Say how many lines of the listing below hold the word "rectangular". Give only that number.

+ + + + +

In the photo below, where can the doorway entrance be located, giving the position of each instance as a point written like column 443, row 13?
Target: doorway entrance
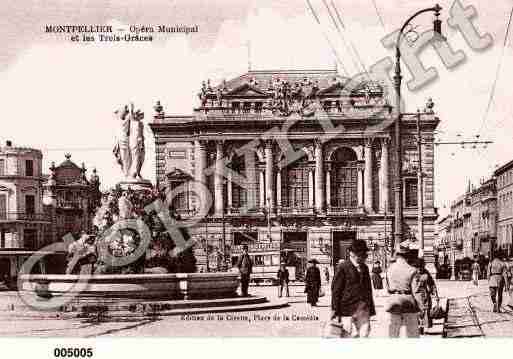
column 294, row 252
column 5, row 268
column 341, row 242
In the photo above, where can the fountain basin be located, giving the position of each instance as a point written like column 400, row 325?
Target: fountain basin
column 143, row 286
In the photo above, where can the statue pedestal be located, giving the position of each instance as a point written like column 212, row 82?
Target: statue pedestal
column 136, row 185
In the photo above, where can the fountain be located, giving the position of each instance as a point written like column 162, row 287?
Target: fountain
column 137, row 255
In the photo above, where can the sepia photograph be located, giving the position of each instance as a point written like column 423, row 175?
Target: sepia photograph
column 267, row 169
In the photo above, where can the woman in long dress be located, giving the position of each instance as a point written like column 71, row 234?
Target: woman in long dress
column 475, row 272
column 426, row 287
column 312, row 283
column 377, row 281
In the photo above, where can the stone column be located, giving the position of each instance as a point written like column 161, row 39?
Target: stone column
column 328, row 189
column 261, row 185
column 359, row 189
column 219, row 180
column 230, row 189
column 319, row 178
column 269, row 175
column 278, row 188
column 310, row 189
column 383, row 178
column 201, row 177
column 368, row 176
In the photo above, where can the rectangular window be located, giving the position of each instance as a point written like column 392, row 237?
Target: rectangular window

+ + + + +

● RESULT BELOW
2